Look for the word "gate" in the records, and copy each line where it appears.

*** RECORD EXTRACTS ***

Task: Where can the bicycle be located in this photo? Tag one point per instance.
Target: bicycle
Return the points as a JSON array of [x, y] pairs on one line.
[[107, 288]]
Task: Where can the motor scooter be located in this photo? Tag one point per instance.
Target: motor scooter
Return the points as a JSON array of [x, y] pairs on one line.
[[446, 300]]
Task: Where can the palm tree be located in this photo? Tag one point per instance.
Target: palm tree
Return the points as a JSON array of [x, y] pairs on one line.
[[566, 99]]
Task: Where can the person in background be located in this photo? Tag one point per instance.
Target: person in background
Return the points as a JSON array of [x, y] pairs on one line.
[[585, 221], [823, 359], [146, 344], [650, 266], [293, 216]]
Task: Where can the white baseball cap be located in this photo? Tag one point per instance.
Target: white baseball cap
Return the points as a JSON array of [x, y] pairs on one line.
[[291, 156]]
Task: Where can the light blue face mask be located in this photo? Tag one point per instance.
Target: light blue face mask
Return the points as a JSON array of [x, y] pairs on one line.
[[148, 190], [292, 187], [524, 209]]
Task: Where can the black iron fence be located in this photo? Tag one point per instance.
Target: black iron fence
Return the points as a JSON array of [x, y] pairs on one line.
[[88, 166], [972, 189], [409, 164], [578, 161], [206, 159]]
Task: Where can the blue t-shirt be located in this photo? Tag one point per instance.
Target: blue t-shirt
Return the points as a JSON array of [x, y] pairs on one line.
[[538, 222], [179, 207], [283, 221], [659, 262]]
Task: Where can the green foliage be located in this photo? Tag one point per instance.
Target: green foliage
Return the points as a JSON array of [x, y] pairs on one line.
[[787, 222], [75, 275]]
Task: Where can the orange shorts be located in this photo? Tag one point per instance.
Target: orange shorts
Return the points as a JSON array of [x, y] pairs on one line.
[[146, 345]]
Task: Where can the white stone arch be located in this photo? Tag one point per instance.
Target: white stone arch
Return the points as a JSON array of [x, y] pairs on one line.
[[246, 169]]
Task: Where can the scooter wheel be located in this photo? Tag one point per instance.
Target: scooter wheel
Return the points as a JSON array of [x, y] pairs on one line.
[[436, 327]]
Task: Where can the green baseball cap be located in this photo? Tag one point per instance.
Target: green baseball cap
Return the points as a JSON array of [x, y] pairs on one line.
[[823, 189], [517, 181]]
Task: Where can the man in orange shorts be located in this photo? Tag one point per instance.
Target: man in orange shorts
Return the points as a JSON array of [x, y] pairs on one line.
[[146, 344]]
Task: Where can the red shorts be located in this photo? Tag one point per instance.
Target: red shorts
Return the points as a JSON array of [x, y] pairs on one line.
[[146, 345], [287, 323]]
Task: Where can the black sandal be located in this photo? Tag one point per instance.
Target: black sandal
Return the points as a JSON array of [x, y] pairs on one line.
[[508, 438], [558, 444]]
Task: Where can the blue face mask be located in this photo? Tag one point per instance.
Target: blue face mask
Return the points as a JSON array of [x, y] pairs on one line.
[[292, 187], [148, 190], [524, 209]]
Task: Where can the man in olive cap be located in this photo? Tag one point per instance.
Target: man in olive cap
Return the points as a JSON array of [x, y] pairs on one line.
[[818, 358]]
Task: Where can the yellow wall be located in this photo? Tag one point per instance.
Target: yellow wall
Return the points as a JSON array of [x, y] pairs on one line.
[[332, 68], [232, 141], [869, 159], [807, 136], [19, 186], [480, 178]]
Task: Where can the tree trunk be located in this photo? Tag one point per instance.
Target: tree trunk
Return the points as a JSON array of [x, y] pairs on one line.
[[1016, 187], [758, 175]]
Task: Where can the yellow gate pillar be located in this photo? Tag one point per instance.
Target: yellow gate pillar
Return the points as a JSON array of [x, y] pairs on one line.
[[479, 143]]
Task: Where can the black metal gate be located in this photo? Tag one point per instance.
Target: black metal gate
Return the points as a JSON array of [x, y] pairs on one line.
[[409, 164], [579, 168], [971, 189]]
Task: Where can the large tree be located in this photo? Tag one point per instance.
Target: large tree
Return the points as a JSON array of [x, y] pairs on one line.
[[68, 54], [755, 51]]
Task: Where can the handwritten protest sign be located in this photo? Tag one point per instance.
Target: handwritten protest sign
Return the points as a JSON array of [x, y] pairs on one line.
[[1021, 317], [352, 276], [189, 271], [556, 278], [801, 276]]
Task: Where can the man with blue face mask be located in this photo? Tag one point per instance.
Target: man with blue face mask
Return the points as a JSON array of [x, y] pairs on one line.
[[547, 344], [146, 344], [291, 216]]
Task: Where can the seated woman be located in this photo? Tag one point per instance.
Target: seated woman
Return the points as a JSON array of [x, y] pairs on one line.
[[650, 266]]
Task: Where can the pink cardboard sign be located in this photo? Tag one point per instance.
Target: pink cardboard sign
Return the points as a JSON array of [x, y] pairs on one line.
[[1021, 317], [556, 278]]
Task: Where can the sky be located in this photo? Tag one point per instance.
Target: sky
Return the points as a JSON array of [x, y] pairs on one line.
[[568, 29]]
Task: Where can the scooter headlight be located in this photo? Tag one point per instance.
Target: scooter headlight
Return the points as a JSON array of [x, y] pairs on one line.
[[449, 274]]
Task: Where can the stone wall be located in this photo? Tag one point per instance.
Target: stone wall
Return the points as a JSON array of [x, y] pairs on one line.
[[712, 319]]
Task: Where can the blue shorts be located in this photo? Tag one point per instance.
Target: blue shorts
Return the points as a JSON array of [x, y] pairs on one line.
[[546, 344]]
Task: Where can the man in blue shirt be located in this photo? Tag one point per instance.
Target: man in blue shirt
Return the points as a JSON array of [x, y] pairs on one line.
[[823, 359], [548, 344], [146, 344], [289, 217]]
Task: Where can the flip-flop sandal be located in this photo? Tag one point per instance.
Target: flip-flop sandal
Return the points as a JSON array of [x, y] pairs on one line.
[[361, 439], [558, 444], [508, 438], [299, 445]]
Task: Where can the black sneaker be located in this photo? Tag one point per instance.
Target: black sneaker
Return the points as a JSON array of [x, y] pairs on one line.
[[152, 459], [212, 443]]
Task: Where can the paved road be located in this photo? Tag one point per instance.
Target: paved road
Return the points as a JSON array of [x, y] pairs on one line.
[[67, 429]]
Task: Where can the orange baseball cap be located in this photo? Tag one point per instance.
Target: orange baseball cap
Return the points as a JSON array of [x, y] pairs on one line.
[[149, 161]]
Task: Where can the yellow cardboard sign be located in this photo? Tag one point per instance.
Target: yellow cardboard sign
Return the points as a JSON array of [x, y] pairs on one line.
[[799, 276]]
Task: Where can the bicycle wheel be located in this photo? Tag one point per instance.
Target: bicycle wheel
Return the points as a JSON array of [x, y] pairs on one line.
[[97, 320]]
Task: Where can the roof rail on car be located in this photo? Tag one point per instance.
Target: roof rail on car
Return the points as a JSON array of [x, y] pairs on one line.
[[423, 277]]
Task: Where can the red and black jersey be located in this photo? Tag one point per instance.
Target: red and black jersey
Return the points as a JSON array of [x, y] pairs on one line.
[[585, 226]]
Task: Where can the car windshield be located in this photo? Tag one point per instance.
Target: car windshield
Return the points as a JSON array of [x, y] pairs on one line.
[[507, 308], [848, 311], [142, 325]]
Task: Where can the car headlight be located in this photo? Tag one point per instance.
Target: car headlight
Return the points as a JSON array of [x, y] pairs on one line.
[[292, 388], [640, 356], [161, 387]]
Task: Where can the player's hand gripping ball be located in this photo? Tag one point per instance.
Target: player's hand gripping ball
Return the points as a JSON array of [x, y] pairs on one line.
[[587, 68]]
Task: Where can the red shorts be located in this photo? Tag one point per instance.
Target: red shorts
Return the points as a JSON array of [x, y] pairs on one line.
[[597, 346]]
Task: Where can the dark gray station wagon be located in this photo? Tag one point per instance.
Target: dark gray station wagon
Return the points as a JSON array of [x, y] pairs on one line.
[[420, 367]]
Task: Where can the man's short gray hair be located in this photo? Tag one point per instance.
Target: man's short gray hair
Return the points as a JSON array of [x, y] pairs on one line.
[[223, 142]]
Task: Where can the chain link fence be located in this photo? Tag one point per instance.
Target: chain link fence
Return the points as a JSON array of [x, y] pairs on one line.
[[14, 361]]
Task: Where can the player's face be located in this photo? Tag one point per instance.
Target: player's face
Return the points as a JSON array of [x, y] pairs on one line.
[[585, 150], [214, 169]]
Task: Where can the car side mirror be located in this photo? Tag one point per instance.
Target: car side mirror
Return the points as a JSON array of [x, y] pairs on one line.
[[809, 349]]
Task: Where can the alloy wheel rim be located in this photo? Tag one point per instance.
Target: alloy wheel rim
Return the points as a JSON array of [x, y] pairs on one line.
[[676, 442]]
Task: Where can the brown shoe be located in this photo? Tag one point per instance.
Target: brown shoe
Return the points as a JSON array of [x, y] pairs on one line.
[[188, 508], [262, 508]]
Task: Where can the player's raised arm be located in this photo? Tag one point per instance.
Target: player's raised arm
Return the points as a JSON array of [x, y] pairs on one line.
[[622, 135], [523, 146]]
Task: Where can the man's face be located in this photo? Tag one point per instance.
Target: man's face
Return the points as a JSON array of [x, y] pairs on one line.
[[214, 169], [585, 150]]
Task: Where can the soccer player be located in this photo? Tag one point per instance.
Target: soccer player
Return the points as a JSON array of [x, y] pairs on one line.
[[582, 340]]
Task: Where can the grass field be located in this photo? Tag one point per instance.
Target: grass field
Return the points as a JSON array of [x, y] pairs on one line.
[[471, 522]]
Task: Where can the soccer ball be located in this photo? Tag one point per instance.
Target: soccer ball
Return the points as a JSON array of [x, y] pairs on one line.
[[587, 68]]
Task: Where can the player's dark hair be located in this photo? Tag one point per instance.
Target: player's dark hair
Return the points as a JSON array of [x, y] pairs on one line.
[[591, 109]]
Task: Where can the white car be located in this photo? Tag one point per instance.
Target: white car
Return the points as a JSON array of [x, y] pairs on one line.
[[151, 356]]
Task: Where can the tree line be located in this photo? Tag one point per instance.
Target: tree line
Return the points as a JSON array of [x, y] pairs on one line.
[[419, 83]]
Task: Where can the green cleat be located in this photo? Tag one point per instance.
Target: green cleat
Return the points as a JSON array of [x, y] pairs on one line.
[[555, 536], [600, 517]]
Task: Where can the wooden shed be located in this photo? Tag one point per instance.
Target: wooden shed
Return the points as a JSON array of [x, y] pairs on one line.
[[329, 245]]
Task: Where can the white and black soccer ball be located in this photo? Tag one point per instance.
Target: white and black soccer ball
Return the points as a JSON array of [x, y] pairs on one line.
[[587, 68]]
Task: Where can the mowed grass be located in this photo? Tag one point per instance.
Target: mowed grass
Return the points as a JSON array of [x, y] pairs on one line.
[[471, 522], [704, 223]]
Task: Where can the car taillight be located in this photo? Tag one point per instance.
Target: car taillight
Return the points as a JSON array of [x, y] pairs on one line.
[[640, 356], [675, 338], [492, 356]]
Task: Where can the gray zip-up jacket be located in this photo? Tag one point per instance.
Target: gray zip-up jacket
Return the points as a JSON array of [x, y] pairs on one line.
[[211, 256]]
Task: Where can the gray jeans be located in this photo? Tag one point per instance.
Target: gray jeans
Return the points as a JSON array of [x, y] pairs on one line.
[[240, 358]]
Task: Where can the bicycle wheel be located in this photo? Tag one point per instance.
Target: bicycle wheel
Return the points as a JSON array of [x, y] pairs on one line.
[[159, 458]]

*** End of RECORD EXTRACTS ***

## [RESULT]
Task: Where can the yellow gate pillar be located in this photo? Tag one point per instance.
Target: yellow gate pillar
Task: Where can the black metal gate be located in this photo? Tag one point per instance.
Target: black metal gate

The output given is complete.